### Work instruction:
Would you repeat each line below exactly, without the pictures?

### Supplied records:
◆ ◆ ◆ ◆ ◆ ◆ ◆

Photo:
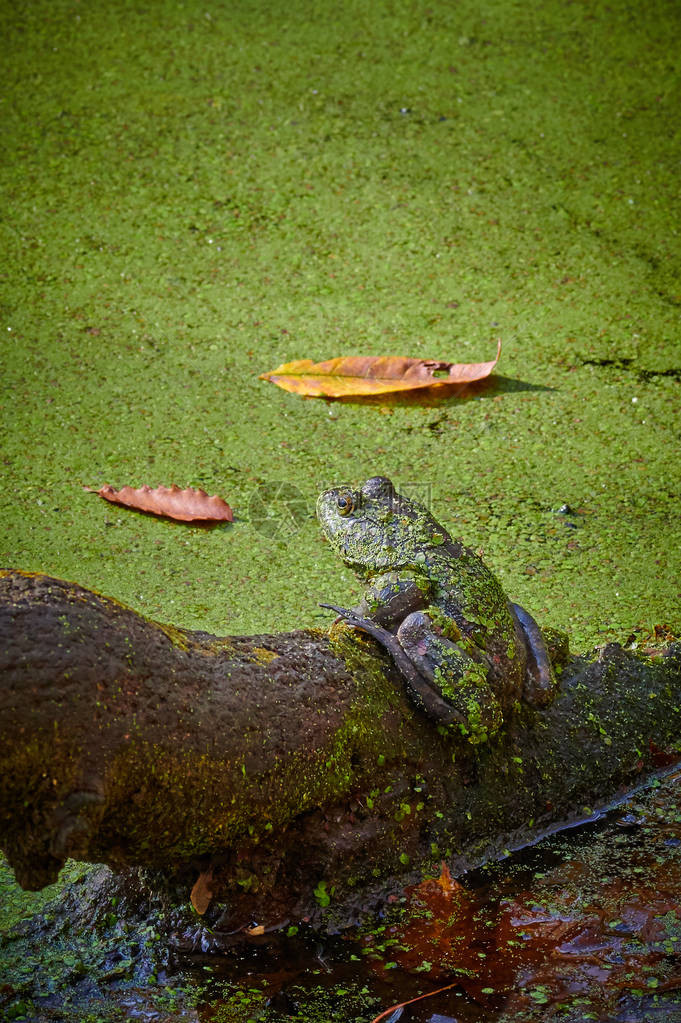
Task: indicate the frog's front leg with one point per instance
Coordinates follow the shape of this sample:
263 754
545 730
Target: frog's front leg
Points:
457 677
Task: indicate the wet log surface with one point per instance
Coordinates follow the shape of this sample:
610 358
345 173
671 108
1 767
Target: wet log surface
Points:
290 770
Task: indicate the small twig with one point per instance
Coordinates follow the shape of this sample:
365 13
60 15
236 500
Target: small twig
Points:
401 1005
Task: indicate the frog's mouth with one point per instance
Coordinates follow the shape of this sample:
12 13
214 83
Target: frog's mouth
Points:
360 538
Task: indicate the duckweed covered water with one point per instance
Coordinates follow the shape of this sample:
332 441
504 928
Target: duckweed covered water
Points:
196 192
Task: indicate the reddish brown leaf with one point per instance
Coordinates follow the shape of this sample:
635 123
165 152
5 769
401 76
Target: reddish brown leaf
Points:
184 505
349 375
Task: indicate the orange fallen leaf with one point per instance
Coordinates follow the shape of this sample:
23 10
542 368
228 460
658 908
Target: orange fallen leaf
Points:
358 374
184 505
201 893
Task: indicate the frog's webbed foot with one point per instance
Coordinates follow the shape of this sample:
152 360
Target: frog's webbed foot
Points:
418 688
540 679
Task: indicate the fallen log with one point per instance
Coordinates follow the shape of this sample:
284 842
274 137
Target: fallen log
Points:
289 772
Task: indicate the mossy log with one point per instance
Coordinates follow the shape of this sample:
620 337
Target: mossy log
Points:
291 770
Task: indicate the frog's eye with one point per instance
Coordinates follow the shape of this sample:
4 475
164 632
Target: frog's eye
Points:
345 503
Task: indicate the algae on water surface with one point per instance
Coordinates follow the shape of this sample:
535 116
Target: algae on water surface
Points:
194 193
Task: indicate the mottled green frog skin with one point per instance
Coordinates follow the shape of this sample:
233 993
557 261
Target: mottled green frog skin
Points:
469 653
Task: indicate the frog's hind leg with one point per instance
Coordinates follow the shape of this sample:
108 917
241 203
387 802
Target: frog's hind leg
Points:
540 679
461 680
419 690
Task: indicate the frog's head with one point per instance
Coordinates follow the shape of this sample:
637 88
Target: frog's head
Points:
374 529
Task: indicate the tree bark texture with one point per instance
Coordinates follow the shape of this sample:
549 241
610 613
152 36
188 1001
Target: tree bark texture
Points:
291 770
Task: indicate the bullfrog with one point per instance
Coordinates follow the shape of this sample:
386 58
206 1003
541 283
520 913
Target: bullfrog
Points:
464 652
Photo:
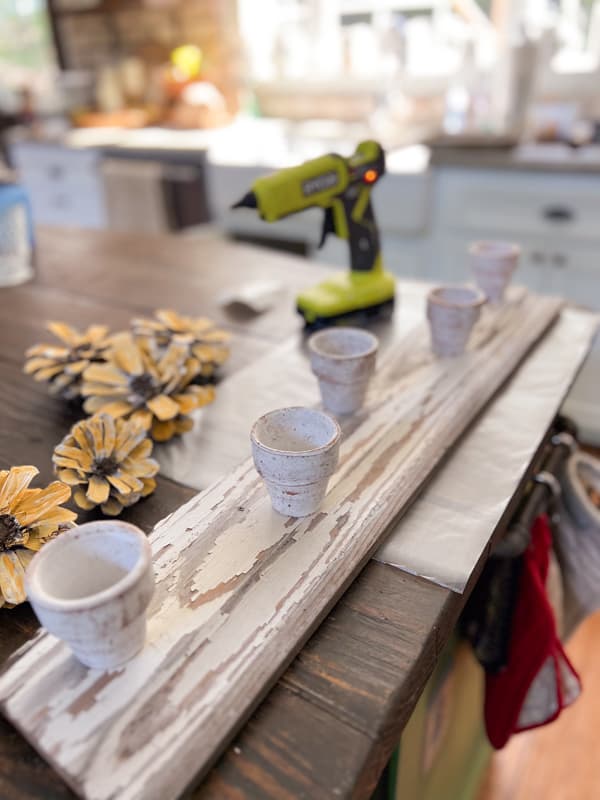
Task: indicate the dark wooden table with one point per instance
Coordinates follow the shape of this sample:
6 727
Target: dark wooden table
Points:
328 727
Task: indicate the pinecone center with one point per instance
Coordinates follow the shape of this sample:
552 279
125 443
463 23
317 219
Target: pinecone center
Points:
104 466
143 386
11 533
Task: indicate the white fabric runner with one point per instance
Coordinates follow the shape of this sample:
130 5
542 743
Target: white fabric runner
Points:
445 531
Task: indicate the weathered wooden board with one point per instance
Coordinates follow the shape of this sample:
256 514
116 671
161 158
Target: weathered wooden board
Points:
239 588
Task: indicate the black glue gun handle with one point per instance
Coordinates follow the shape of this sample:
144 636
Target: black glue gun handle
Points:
363 237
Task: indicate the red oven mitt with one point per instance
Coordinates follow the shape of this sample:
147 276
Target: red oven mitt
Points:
539 680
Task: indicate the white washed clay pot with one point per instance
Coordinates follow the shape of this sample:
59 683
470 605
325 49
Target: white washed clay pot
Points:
452 312
343 359
91 587
493 264
296 451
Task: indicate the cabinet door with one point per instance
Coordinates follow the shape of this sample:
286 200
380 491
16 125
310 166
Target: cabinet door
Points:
64 185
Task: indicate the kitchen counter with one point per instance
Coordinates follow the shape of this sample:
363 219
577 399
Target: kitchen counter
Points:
330 724
546 158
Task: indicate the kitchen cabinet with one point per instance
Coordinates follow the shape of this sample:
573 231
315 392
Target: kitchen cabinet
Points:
556 220
553 217
64 184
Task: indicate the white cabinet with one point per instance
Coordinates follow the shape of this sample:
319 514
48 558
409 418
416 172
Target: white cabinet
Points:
64 184
556 220
554 217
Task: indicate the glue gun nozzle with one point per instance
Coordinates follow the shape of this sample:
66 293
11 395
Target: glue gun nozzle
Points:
247 201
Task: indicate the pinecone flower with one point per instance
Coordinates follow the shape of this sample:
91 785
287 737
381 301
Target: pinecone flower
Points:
107 462
153 389
62 365
207 343
28 519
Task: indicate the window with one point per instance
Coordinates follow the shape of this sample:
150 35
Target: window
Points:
26 51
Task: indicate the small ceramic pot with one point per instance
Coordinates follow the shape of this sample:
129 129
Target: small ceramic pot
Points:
296 451
343 359
493 264
91 587
452 312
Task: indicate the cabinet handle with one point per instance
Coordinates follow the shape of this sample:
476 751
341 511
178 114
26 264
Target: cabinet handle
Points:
537 257
558 214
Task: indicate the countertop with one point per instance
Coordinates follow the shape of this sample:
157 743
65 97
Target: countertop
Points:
276 143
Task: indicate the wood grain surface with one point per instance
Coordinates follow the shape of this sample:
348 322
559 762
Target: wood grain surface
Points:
239 588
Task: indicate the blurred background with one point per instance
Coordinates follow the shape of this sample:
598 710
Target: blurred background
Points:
155 115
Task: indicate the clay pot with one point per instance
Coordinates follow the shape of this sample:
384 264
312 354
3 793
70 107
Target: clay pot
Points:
493 264
91 587
343 359
296 451
452 312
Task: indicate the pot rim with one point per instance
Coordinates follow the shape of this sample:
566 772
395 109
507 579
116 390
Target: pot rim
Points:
478 298
37 595
316 338
335 438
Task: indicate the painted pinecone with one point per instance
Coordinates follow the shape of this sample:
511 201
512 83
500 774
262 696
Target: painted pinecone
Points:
28 519
62 365
154 389
107 462
207 343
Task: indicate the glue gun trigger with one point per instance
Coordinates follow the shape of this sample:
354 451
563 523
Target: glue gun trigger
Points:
328 226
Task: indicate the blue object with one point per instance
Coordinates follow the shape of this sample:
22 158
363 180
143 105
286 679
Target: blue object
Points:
11 194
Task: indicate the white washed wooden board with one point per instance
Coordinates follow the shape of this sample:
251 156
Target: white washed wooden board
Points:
240 588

◆ ◆ ◆ ◆ ◆ ◆ ◆

### Response to the exercise:
Photo:
Task: indicate the frog's front leg with one point per instance
Coordinates follow the shape of this sample:
263 754
545 730
Target: frog's front leg
Points:
457 677
Task: indicate the wet log surface with one point per instance
Coordinates follow the shape of this sample:
610 358
345 173
671 108
1 767
Target: wet log surface
Points:
290 770
Task: indicate the small twig with one point per instance
Coordinates follow the shape of this sample:
365 13
60 15
236 500
Target: small twig
Points:
401 1005
Task: indicate the frog's mouth with one point per instance
Coordinates follow the shape of this sample:
12 13
214 83
Target: frog's mouth
Points:
360 538
Task: indicate the duckweed covered water with one point per instance
Coordinates follow the shape of this sample:
332 441
504 928
Target: duckweed covered water
Points:
196 192
Task: indicate the reddish brown leaf with one point per instance
Coordinates follow the shape of this sample:
635 123
165 152
5 769
401 76
Target: reddish brown leaf
Points:
184 505
349 375
Task: indicate the orange fallen leaf with one point per instance
Coordinates follow the shape of this sample:
23 10
542 368
228 460
658 908
Target: orange fallen leaf
Points:
358 374
184 505
201 893
Task: indicate the frog's webbed foot with one point per instance
Coordinates follow the shape of this sample:
152 360
Target: frog's webbed foot
Points:
418 688
540 679
Task: indicate the fallen log with one point per instance
Coordinates follow the shape of this sample:
284 842
274 137
Target: fallen log
Points:
289 772
Task: indicate the mossy log with one point per instance
Coordinates follow the shape of this sample:
620 337
Target: mossy log
Points:
291 770
Task: indicate the frog's eye with one point per instance
Coordinates follow the shape of this sample:
4 475
164 632
Target: frog's eye
Points:
345 503
Task: indicate the algae on water surface with one point per instance
Coordinates follow the shape of this sample:
535 116
Target: algae on water surface
Points:
194 193
Task: indicate the mottled green frog skin with one point per instance
Coordinates follow the shape of this sample:
233 993
557 261
Target: mottled green frog skin
Points:
469 653
Task: indicate the frog's hind leg with one point per instance
Coordinates follow the shape of this sample:
108 917
241 203
387 802
Target: frog's hind leg
Points:
540 679
461 680
419 690
Task: indicate the frog's head with one point per instance
Coordinates follow the shape of this sample:
637 88
Target: frog's head
Points:
374 529
Task: indicate the tree bark texture with one point per instance
Coordinates follow the shape of this sample:
549 241
610 613
152 36
188 1001
Target: tree bark texture
Points:
291 770
Task: indicate the bullfrog with one point per instance
Coordinates follow the shape of this sample:
386 58
206 1003
541 283
520 913
Target: bullfrog
Points:
464 652
Photo:
Task: indicate the dark wooden table with one point per instance
Coordinates follow the shape of this sample:
6 727
Target: dark wooden table
Points:
328 727
Task: indicate the pinecone center with one point per instance
Coordinates follow the shape of this sample:
552 279
125 443
463 23
317 219
Target: pinecone center
Points:
104 466
143 386
11 533
Task: indicate the white fabric runner with one point per instance
Coordinates follow the shape of this sample:
130 5
542 743
Target: white fabric runner
Points:
445 531
Task: indicate the weathered wooden board with one point per instance
Coordinates follow the shape of this sample:
256 514
116 671
161 158
Target: weathered wooden board
Points:
239 588
Task: indicate the black glue gun handle with one point per instance
Coordinates follow the shape of this sample:
144 636
Target: black glue gun handle
Points:
363 237
Task: indicate the red oven mitt with one point per instance
Coordinates follow the shape of this sample:
147 276
Target: red oven mitt
Points:
539 680
Task: indicate the white washed clay pot with one point per instance
Coordinates follow the shape of this sample:
59 683
470 605
325 49
Target: white washed clay pot
Points:
452 312
343 359
91 587
493 264
296 451
Task: indicate the cabinet door with one point per instance
Coordinates follow the shape of this sample:
286 200
380 491
16 125
310 166
Target: cabinet door
Points:
64 185
Task: indicate the kitchen counter with one point per instance
Coordinates follow the shape of this sample:
363 219
577 399
Target: kitchen counter
Points:
330 724
546 158
Task: indicate the kitchen cabinet with one point per instance
Coordinates follow the shape of this sample:
573 231
315 392
Target: kitchen cabinet
Points:
556 220
553 217
64 184
Task: indicate the white cabinet with one point per instance
Coordinates follow the shape of this sample:
319 514
48 558
409 418
416 172
Target: white cabinet
Points:
64 184
556 220
554 217
Task: indicate the glue gun nozzle with one point per instance
Coordinates follow the shape of this sample:
66 293
11 395
Target: glue gun nozzle
Points:
247 201
Task: indicate the pinecone flower with one point per instance
Coordinates follow the shape of this sample:
91 785
287 737
381 301
Target: pinecone flower
Points:
107 462
153 389
62 365
207 343
28 519
Task: indicate the window with one point per instance
Coordinates follow the shape of this sample:
150 35
Target: window
Points:
26 51
Task: indicate the small ceramic pot with one point per instance
Coordinates follow the shape of this sample:
129 129
Target: small ceramic pot
Points:
296 451
343 359
493 264
91 587
452 312
Task: indicate the cabinet handle with one point per instance
Coordinates follow the shape of this sample:
476 751
341 511
178 114
26 264
Target: cabinet handle
Points:
537 257
558 214
Task: indicate the countertop with one point per instance
Coordinates follow the shape of this sample:
157 743
65 97
Target: countertop
Points:
276 143
Task: indicate the wood grain surface with one point per instance
Coordinates follow the shape of this sample:
348 322
559 762
Target: wood grain surface
Points:
239 588
Task: indicate the blurred background with one point per instance
Coordinates follow the shape of this sample:
598 710
Target: blurred background
Points:
155 115
Task: indicate the clay pot with one point per instance
Coordinates follow the shape of this sample:
384 264
312 354
3 793
70 107
Target: clay pot
Points:
493 264
91 587
343 359
296 451
452 312
Task: indicate the pot rim with one point per instance
Coordinates follow the shape of this sample:
566 772
395 109
507 579
116 390
Target: pot rim
Points:
478 298
37 595
316 338
335 438
Task: indicate the painted pinecone with one point per instance
Coordinates follow the shape of this sample:
511 201
512 83
500 774
262 696
Target: painted pinecone
Points:
28 519
62 365
154 389
107 462
207 343
Task: indicate the glue gun trigger with one point per instance
Coordinates follow the shape of this sample:
354 451
563 523
Target: glue gun trigger
Points:
328 226
Task: indicate the blue object with one point per instance
Coordinates follow the shape of this sample:
22 158
363 180
143 105
286 679
Target: blue object
Points:
11 194
Task: indicate the white washed wooden board with one point per instance
Coordinates follow the shape of this sample:
251 156
Target: white washed wooden board
Points:
240 588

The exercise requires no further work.